■ Operazione richiesta A
Trascriva fedelmente dal testo su Thanatos il brano compreso tra "Ho usato delle" e "ai miei lavori.", estremi inclusi.
■ Operazione richiesta B
Riformuli come elenco puntato il paragrafo del testo su Thanatos che comincia con "Ho usato delle macchine fotografiche", mantenendone i fatti principali.

■ Brano del testo
........

Thanatos | Iacopo Castellani | a cura di Alberto Desirò | ore 15,00 - 20,00 | via Quattrini, 33, 50019 Sesto Fiorentino (Fi)
Thanatos
Thanatos è un lavoro sulle stanze interne.
Un confronto che è diventato necessario quando ho deciso di esplorarle. Ho visto queste stanze abbandonate, chiuse, lasciate a sé stesse, nella speranza di poterle dimenticare con l'impossibilità di poterle distruggere.
Nelle stanze di Thanatos, non si vorrebbe mai entrare.
Quasi sempre è presente un punto di fuga prospettico, che è diventato la mia via di fuga, l'uscita forse. Me ne sono reso conto solo dopo.
Thanatos è una richiesta d'aiuto che è stata ascoltata. Finisce con l'inizio di una storia.
Thanatos prende spunto da immagini fatte durante visite in luoghi abbandonati, poi trasposte e fatte diventare luoghi dell'inconscio, stanze interne appunto. Luoghi che diventano la casa di Thanatos, l'impulso di distruzione e morte in psicoanalisi, contrapposto ad Eros, la pulsione di vita, che è presente in ognuno di noi.
Ho usato delle macchine fotografiche digitali compatte ed economiche, con poche elaborazioni di post produzione su colori, luci e prospettiva. Ho stampato su pvc e montato tutto su legno. Sono convinto che un'alta qualità nella realizzazione delle immagini e della stampa non avrebbe aggiunto niente al messaggio; in questo periodo mi piace avere un approccio “punk” ai miei lavori.

........

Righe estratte
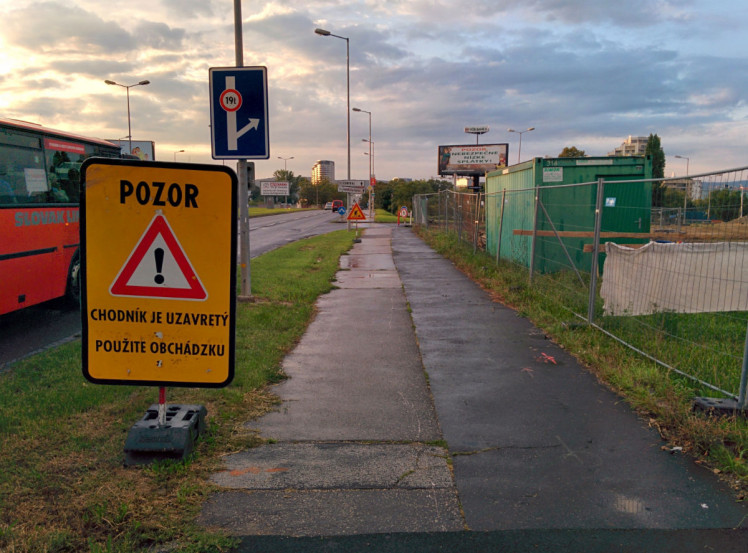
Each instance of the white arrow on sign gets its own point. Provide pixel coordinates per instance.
(232, 133)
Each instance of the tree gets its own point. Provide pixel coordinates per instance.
(654, 149)
(572, 151)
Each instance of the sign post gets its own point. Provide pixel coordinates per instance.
(158, 246)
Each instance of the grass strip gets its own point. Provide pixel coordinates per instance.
(663, 399)
(384, 216)
(63, 486)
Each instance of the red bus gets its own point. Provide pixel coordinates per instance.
(39, 194)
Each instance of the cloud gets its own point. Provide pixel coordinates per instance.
(50, 26)
(159, 36)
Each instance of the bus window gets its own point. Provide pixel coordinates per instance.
(22, 176)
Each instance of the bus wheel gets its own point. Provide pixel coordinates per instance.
(73, 288)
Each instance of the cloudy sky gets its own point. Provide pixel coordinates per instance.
(584, 73)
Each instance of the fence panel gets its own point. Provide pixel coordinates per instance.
(668, 278)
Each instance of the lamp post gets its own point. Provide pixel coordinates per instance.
(685, 187)
(371, 194)
(520, 133)
(285, 159)
(128, 87)
(323, 32)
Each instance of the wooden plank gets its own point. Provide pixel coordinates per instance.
(589, 248)
(591, 234)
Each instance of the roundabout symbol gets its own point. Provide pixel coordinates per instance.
(230, 100)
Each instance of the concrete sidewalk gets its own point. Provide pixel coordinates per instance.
(534, 441)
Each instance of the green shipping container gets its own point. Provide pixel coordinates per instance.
(566, 210)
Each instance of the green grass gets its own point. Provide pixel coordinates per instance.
(62, 483)
(663, 397)
(383, 216)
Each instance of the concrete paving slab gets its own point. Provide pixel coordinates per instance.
(368, 261)
(344, 385)
(564, 486)
(332, 512)
(361, 280)
(323, 466)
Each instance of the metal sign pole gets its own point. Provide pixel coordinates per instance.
(241, 169)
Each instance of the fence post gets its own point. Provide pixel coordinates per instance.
(501, 226)
(595, 250)
(534, 233)
(476, 222)
(742, 400)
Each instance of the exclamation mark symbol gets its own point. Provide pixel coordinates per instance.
(159, 254)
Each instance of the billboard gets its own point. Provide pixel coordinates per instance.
(145, 150)
(472, 159)
(274, 188)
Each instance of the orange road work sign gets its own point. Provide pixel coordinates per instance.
(356, 214)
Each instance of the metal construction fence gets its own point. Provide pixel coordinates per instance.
(669, 282)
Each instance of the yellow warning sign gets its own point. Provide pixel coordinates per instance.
(158, 244)
(356, 214)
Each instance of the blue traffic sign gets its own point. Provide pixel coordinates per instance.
(239, 113)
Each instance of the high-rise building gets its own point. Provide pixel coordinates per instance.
(323, 170)
(632, 146)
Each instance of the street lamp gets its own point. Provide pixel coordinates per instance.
(285, 159)
(688, 160)
(323, 32)
(519, 152)
(369, 141)
(685, 187)
(128, 87)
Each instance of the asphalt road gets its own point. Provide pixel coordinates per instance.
(39, 327)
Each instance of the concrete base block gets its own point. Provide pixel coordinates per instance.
(147, 441)
(718, 407)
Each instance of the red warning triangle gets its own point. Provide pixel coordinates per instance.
(356, 214)
(158, 268)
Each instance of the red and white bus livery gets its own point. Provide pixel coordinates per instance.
(39, 195)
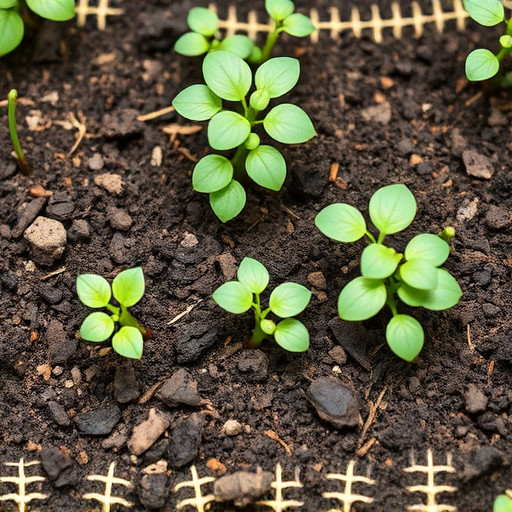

........

■ Soluzione scritta A
Ho usato delle macchine fotografiche digitali compatte ed economiche, con poche elaborazioni di post produzione su colori, luci e prospettiva. Ho stampato su pvc e montato tutto su legno. Sono convinto che un'alta qualità nella realizzazione delle immagini e della stampa non avrebbe aggiunto niente al messaggio; in questo periodo mi piace avere un approccio “punk” ai miei lavori.

■ Soluzione scritta B
- Fotocamere digitali compatte ed economiche
- Poche elaborazioni di post produzione su colori, luci e prospettiva
- Stampa su pvc e montaggio su legno
- Un'alta qualità delle immagini e della stampa non avrebbe aggiunto nulla al messaggio
- In questo periodo è preferito un approccio "punk" ai lavori